Should a line below contain the word "blouse", report it.

Region pointing data:
※

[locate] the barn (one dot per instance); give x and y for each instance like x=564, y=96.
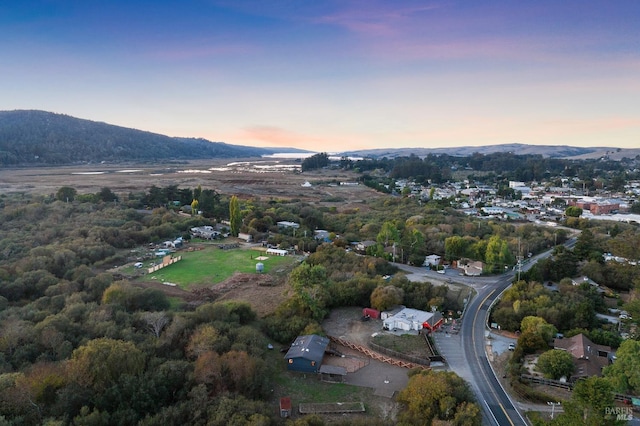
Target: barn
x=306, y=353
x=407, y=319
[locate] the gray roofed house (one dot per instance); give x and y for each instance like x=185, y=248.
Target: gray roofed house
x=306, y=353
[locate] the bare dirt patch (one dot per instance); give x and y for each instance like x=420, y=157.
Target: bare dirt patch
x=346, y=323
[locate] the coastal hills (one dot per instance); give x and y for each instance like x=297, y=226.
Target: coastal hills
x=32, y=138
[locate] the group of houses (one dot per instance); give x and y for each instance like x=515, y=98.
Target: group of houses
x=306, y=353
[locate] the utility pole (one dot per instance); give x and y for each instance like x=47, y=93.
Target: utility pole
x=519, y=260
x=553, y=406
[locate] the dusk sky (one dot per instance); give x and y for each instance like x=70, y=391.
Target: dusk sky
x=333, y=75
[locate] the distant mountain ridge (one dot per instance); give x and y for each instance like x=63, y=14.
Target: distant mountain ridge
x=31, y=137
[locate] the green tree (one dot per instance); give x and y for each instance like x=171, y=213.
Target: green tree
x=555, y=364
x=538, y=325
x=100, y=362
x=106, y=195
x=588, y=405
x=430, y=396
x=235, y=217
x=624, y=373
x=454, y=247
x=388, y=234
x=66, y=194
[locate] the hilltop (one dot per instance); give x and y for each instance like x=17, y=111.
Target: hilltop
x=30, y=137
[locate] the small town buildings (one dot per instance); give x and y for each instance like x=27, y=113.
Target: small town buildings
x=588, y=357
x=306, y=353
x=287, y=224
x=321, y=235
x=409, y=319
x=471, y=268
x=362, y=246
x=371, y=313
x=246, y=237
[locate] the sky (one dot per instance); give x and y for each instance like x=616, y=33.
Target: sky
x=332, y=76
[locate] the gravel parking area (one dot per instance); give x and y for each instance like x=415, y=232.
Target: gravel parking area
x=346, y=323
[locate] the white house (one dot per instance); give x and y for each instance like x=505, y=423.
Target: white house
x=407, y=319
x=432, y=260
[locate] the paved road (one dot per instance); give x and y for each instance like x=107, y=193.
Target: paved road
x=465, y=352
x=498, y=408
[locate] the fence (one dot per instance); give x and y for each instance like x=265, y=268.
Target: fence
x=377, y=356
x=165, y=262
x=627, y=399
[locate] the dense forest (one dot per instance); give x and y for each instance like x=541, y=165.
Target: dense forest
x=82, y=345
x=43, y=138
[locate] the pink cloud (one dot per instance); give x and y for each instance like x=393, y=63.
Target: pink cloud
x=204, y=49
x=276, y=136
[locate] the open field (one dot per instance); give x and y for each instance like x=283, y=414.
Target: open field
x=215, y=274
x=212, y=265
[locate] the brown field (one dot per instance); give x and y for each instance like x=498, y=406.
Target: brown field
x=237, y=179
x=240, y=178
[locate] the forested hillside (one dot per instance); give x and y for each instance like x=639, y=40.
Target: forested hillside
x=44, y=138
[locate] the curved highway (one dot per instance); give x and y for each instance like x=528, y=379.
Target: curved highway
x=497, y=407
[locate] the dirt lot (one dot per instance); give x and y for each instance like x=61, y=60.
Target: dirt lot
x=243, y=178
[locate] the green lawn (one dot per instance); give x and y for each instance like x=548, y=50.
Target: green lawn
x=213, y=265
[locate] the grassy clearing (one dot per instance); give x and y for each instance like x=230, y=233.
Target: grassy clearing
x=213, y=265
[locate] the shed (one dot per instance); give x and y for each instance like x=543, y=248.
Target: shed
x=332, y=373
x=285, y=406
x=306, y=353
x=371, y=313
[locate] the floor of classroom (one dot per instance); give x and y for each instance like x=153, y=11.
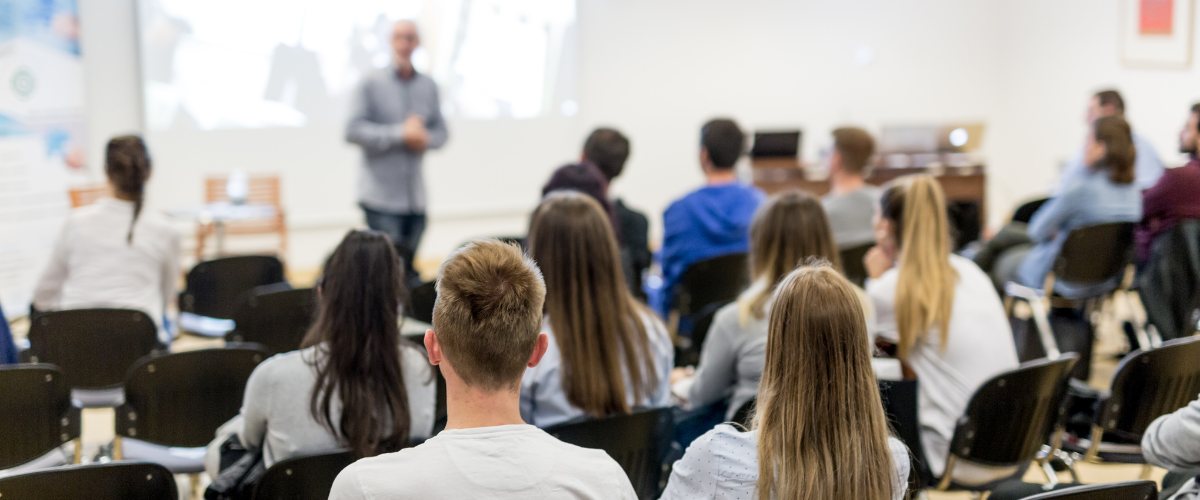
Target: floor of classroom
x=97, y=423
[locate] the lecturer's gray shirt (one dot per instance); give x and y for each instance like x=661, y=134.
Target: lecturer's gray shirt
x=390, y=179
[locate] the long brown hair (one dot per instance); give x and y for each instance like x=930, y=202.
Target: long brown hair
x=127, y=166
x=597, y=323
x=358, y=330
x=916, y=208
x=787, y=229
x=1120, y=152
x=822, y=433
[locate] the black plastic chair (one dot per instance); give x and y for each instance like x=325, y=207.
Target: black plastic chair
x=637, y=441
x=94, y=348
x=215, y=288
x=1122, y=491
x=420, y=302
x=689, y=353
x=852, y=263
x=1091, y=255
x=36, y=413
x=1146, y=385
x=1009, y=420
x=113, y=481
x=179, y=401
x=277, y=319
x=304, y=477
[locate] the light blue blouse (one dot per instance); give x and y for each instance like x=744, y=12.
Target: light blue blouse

※

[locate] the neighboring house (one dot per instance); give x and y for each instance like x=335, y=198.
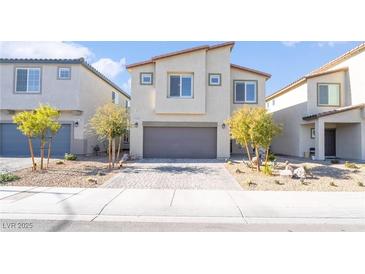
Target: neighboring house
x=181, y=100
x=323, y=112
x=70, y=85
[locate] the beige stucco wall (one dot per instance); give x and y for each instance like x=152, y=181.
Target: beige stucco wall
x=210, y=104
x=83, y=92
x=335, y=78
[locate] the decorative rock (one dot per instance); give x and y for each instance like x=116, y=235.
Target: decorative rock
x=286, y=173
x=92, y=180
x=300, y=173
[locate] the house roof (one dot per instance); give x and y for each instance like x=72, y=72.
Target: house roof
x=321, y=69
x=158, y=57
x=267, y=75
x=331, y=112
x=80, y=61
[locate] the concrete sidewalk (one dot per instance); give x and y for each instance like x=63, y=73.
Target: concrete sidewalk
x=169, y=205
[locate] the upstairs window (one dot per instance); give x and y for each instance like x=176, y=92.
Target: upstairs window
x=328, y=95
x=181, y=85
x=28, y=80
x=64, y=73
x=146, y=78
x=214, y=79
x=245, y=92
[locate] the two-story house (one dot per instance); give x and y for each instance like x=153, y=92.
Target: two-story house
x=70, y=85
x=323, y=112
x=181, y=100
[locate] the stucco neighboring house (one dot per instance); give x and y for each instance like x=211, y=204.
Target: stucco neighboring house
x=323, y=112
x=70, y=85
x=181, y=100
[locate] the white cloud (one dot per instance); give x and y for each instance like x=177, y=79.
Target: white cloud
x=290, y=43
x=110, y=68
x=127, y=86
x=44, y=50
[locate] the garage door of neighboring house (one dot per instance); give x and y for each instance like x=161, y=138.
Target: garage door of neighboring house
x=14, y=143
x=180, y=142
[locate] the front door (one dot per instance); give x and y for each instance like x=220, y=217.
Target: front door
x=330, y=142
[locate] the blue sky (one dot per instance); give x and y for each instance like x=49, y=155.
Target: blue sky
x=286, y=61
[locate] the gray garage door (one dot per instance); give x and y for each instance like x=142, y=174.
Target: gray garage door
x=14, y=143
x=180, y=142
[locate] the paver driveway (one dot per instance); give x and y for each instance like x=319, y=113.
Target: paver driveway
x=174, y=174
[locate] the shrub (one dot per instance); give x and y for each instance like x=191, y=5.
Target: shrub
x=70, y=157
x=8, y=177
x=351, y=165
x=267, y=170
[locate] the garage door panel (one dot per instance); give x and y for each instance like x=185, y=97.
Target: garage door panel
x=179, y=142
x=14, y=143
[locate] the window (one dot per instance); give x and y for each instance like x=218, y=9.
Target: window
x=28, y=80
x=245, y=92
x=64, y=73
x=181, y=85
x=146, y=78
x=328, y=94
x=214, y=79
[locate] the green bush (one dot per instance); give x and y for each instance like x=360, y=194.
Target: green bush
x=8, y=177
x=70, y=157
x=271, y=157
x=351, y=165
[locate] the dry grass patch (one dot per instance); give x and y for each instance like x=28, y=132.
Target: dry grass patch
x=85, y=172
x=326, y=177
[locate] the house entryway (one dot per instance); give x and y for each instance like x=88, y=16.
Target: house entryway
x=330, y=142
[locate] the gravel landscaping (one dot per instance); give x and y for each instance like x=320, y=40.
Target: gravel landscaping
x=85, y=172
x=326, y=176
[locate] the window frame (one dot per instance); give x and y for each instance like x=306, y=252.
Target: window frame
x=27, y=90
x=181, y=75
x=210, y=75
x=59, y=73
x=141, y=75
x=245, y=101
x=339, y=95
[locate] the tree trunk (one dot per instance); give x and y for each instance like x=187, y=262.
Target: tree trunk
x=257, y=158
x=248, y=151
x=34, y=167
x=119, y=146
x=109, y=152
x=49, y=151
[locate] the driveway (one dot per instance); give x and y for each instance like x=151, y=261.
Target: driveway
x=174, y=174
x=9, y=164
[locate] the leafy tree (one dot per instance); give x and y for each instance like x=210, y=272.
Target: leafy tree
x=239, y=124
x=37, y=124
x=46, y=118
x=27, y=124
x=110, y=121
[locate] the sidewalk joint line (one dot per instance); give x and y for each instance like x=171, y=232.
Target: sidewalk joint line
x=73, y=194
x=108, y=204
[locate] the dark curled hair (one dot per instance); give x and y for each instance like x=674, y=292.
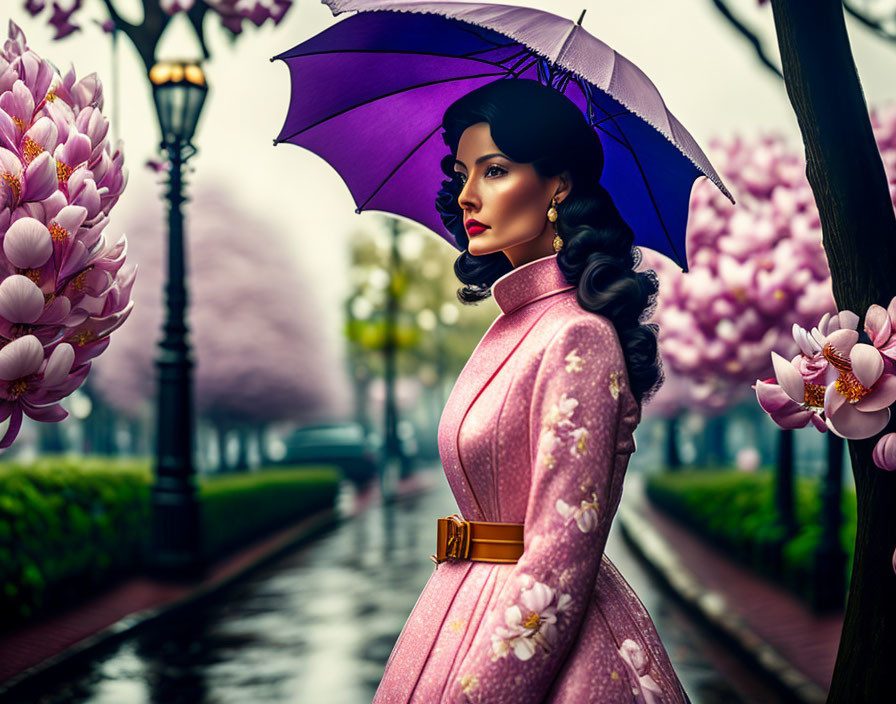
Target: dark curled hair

※

Result:
[locate] the light blue blouse (one dot per instance); give x and y for each instance like x=744, y=12.
Target: light blue blouse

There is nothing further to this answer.